──────── WORKING DATA
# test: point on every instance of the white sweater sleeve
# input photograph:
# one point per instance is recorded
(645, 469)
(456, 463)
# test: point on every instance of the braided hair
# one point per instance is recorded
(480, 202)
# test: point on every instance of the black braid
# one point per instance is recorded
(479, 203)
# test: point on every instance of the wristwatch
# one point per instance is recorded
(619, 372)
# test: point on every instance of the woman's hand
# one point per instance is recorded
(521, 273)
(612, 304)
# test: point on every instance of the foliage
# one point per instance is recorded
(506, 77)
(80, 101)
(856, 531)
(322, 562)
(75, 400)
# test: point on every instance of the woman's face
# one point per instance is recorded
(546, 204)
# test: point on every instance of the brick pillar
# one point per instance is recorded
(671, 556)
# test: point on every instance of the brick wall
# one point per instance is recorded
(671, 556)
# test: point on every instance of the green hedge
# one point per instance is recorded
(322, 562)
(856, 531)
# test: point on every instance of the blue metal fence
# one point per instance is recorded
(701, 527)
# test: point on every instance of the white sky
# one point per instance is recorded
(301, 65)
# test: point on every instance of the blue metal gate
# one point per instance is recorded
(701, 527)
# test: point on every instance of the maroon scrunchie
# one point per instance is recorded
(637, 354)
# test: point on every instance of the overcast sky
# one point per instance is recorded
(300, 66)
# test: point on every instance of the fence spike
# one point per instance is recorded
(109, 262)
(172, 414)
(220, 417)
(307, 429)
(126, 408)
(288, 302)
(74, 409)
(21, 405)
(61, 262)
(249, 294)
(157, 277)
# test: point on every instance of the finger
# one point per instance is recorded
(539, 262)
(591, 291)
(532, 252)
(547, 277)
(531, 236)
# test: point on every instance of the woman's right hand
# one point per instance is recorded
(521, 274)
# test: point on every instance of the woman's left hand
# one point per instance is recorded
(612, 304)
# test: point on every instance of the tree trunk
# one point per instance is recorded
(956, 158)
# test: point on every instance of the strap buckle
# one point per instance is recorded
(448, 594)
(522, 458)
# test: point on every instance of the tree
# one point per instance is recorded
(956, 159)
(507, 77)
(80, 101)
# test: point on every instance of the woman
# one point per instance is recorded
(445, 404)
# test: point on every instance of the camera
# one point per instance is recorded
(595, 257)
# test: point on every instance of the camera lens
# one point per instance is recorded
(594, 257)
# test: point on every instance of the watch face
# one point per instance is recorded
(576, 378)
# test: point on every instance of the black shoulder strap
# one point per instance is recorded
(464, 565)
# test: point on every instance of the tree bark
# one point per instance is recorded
────────────────
GOAL OF THE EXERCISE ->
Repeat the data word for word. Leave nothing out.

WRITTEN RESPONSE ->
# test: point on every instance of the white sweater sleeve
# input photograph:
# one point per instance is recorded
(645, 469)
(456, 463)
# test: point on every instance of the braided hair
# one point per instance is recorded
(480, 202)
# test: point on every instance of the black braid
# one point per instance is recorded
(479, 203)
# test: point on every instance of the wristwatch
# one point per instance is recorded
(619, 372)
# test: point on every instance of the woman's hand
# one point per instance is recorded
(521, 273)
(612, 304)
# test: point on every instance of the foliage
# one point per instance is recorded
(506, 77)
(80, 101)
(856, 531)
(322, 562)
(75, 400)
# test: point on every instance of the woman's face
# one point per instance is recorded
(546, 204)
# test: point on every instance of the brick pillar
# one point per instance is recorded
(671, 556)
# test: point on every instance of the brick wall
# one point per instance is recorded
(671, 556)
# test: point on every instance of the green hedge
# one point per instance is recorded
(322, 562)
(856, 531)
# test: point on every instance of the blue metal fence
# one point per instance is recorded
(701, 527)
# test: point on every instance of the white sky
# one point per instance is recorded
(301, 65)
# test: point on every instance of the blue metal gate
# one point per instance is recorded
(701, 527)
# test: point on every instance of the maroon scrunchie
# one point per instance is recorded
(637, 354)
# test: point on every instance of the overcast sky
# one point per instance is recorded
(300, 66)
# test: point on every instance of the fence spike
# one point per instance is recorded
(109, 262)
(172, 414)
(220, 417)
(307, 429)
(126, 408)
(288, 302)
(74, 409)
(21, 405)
(61, 262)
(249, 294)
(157, 277)
# test: point on every instance of the finger
# one point per instance is recorded
(539, 262)
(591, 291)
(532, 252)
(547, 277)
(531, 236)
# test: point on every instance of the woman's right hand
# one point per instance is recorded
(521, 274)
# test: point on every instance of the woman's left hand
# one point per instance is recorded
(612, 304)
# test: point on every instance of the tree trunk
# one point per instance is recorded
(956, 158)
# test: point on every instance of the strap buckle
# one point per instance is recorded
(448, 594)
(522, 458)
# test: point on every instance of the tree
# one point per instance is recorded
(956, 159)
(507, 77)
(80, 101)
# test: point on every instance of the woman
# one point per instance is recorded
(445, 404)
# test: point on every instance of the camera
# one point per instance is recorded
(595, 257)
# test: point on every instance of the camera lens
# one point per instance is recorded
(594, 257)
# test: point on every instance of the watch face
# one point per instance is recorded
(576, 378)
# test: point on every instance of the black shoulder strap
# one point per instance is recorded
(464, 565)
# test: point on every instance of the tree bark
# one point per instance is recorded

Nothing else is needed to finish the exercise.